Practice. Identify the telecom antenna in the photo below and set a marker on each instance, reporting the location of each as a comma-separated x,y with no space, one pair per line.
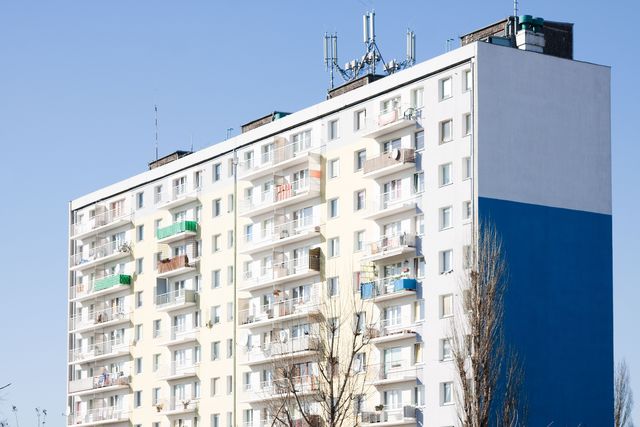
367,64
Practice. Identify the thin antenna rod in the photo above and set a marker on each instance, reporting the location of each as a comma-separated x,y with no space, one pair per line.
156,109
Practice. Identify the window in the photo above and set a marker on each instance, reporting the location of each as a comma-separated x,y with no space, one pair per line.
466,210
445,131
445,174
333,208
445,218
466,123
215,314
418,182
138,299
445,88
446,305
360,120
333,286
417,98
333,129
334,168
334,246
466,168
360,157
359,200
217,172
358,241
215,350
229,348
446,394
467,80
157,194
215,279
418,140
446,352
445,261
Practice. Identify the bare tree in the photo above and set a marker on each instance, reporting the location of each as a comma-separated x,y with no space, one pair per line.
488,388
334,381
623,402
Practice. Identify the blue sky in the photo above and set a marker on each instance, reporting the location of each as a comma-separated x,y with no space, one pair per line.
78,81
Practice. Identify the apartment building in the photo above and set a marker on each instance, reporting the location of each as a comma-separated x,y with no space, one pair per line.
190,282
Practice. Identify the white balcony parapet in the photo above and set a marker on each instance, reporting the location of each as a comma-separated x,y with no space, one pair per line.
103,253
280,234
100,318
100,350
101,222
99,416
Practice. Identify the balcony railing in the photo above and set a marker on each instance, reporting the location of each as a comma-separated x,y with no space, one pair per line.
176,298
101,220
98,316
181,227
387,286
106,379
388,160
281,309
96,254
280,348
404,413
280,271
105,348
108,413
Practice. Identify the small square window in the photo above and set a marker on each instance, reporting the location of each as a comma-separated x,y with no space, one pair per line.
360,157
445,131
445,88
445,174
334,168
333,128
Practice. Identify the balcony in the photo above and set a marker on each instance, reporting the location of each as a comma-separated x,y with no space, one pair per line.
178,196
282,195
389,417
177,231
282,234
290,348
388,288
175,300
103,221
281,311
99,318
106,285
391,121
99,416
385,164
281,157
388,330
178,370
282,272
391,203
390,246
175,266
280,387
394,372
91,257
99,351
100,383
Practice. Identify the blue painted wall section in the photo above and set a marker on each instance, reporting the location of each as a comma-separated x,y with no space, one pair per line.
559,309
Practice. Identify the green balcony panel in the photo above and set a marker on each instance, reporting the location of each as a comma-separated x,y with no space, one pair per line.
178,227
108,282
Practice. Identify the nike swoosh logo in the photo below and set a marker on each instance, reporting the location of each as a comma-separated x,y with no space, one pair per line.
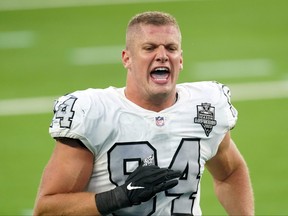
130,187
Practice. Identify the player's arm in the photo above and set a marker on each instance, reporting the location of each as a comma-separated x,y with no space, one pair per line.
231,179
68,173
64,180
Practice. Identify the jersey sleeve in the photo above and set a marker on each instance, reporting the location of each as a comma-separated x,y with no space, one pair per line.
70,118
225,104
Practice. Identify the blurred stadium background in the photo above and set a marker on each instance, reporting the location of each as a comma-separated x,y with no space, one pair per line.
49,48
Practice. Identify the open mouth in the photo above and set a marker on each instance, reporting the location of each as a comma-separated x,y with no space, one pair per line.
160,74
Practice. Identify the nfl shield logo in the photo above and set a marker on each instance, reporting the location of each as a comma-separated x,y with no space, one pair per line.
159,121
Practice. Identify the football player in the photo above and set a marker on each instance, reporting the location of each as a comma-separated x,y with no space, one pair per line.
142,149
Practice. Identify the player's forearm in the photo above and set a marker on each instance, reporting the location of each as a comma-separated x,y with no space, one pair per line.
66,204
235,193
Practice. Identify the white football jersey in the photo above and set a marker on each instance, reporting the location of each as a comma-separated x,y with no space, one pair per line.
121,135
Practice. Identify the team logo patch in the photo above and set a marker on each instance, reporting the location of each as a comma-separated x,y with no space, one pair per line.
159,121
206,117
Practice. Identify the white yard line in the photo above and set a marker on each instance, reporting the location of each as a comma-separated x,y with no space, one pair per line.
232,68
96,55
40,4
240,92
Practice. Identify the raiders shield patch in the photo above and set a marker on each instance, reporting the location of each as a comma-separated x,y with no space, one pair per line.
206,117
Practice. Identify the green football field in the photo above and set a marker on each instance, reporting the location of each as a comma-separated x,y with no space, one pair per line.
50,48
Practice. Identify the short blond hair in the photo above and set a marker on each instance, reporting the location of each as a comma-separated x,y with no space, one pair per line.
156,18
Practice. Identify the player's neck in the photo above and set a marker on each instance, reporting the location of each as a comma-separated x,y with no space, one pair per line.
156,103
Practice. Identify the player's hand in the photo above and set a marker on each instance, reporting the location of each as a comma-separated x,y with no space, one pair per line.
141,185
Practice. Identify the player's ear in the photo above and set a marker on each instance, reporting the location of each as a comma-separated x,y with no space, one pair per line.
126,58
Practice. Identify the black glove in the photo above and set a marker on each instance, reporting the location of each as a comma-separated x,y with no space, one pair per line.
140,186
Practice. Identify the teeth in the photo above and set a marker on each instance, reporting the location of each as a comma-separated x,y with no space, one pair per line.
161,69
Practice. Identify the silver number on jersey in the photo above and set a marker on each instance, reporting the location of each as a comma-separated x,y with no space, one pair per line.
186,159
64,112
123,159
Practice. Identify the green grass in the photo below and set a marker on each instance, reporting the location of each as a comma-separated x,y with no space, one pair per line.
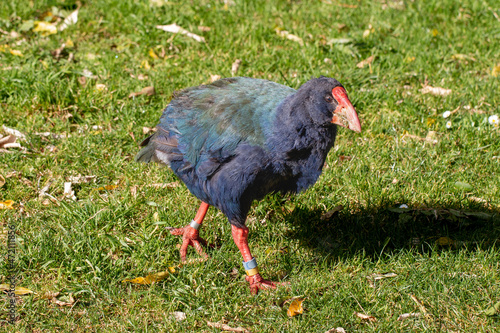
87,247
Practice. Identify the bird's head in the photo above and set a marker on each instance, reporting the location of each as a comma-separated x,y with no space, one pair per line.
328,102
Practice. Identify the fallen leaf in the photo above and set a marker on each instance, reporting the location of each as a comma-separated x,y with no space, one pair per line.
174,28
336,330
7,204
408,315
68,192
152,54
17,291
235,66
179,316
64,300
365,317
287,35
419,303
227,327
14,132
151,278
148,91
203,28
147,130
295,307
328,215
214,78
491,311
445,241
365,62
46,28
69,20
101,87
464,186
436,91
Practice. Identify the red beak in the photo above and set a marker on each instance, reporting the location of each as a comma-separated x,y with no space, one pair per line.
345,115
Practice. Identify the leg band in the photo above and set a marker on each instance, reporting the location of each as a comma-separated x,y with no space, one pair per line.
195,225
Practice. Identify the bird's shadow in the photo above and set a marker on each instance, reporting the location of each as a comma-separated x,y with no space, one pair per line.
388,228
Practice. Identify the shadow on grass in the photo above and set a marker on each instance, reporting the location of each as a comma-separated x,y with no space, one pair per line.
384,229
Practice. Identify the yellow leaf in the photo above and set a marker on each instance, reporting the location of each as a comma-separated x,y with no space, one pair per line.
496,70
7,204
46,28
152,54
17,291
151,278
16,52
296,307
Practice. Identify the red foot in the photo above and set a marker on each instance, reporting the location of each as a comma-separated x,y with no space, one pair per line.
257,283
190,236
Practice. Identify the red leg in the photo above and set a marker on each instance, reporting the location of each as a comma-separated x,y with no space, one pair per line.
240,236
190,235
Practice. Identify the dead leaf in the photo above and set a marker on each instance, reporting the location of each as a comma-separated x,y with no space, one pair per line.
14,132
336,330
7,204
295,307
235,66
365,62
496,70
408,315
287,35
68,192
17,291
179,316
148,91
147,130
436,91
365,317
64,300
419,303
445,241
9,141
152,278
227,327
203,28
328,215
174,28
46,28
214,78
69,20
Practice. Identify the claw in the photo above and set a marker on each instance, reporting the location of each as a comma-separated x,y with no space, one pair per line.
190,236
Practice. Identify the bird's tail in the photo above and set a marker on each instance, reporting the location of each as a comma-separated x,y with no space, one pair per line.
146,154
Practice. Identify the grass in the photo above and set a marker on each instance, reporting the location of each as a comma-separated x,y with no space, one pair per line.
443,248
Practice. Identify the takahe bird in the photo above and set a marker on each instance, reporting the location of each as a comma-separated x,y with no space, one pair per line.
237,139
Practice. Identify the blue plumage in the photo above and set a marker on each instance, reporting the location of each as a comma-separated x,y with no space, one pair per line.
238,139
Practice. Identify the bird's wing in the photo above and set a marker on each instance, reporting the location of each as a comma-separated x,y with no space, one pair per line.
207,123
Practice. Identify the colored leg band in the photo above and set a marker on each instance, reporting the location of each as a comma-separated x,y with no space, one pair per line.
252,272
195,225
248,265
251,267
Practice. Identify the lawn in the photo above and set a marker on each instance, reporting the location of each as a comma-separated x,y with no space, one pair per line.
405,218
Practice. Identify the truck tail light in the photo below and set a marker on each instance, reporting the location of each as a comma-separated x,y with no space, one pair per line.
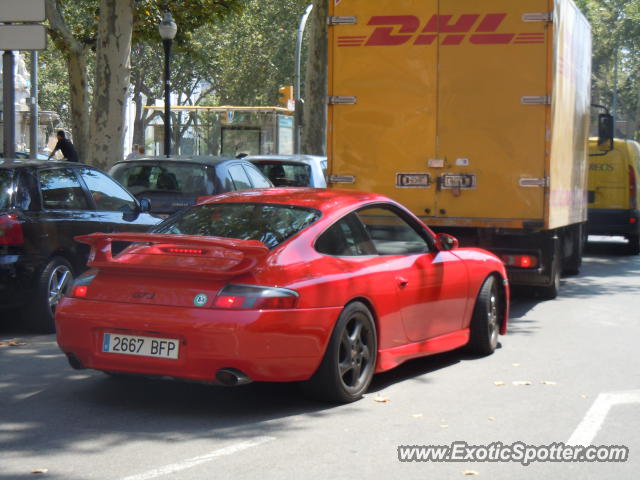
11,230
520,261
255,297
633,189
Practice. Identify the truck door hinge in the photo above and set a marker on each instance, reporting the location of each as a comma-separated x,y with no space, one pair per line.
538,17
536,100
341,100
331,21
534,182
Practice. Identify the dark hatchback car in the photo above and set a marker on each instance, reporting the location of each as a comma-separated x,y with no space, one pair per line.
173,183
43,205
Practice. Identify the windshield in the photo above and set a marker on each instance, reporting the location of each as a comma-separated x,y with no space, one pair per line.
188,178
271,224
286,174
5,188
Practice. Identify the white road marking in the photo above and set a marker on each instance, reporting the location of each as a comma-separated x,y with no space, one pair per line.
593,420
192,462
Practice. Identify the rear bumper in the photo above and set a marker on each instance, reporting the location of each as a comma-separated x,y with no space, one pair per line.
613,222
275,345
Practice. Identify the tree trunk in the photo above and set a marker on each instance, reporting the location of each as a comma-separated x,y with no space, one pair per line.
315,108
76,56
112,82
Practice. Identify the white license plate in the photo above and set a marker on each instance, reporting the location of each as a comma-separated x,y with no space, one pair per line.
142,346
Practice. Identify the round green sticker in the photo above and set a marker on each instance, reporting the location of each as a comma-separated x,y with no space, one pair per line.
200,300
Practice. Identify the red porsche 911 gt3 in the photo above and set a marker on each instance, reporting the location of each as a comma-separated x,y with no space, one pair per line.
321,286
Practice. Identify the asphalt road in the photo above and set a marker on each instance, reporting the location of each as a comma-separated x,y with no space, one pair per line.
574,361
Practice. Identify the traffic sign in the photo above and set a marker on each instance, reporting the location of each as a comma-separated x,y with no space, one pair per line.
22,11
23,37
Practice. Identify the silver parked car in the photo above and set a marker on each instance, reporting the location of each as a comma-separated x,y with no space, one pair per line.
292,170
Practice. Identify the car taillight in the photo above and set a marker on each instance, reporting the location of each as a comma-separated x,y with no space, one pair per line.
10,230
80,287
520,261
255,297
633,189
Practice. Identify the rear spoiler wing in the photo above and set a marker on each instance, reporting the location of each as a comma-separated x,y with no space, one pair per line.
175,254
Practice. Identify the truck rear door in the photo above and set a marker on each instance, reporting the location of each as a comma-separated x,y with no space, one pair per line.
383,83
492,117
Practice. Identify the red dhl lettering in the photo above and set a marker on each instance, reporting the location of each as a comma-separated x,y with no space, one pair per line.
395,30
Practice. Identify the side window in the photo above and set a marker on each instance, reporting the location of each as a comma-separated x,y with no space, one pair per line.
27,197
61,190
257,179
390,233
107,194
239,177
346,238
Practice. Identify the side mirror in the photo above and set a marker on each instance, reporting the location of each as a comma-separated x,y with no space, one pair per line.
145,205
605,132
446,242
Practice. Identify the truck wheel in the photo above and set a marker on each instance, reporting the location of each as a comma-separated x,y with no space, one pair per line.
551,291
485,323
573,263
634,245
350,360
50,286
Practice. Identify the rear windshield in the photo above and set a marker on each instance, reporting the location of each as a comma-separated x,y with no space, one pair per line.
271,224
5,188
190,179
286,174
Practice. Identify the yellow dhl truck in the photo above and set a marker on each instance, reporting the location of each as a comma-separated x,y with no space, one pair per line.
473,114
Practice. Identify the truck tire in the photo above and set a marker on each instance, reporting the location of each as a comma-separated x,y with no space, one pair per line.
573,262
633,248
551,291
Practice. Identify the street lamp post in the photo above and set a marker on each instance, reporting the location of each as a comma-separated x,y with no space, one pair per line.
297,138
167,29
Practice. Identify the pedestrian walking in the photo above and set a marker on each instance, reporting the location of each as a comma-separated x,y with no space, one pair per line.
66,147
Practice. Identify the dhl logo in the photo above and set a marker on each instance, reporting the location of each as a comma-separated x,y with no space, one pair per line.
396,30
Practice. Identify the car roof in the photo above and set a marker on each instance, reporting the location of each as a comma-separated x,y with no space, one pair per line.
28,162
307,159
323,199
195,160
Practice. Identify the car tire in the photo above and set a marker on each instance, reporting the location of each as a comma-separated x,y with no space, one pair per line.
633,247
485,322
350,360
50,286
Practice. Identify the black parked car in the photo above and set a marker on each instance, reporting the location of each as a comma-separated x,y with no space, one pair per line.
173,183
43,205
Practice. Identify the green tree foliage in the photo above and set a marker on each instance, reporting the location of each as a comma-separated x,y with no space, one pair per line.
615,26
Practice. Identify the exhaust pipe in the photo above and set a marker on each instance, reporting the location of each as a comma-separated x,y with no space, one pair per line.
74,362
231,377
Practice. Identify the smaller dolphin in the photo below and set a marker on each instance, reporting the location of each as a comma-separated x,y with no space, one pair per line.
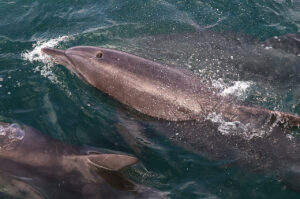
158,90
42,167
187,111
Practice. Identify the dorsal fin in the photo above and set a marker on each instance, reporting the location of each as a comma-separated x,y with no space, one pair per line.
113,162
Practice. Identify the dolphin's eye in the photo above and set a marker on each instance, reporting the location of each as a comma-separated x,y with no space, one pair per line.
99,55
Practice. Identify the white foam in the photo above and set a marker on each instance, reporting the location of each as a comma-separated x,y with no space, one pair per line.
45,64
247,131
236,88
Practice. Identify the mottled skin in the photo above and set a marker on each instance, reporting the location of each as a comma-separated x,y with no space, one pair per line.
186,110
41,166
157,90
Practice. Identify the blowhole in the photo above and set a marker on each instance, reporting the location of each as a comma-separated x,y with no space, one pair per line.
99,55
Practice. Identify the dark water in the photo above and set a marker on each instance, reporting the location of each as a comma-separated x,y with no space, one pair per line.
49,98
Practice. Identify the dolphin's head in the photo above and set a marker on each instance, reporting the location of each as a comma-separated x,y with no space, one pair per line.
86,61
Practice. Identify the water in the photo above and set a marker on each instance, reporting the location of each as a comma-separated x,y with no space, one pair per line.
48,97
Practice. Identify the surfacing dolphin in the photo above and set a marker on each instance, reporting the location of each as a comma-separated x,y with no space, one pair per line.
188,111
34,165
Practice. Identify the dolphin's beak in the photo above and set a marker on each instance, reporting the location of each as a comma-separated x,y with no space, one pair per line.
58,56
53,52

REQUIRED WORK –
Can you write out every line of the items, from the line containing "Practice. Identify the dolphin's beak" through the end of the items, with each x,y coordinate in the answers multiplied by 2.55 and rounded to a whole number (halves round up) and all other text left unchanged?

REPLY –
Practice. Identify the dolphin's beak in the photo above and set a marker on each instance, reporting the location of each as a comma-separated x,y with no space, one pair per line.
148,143
135,133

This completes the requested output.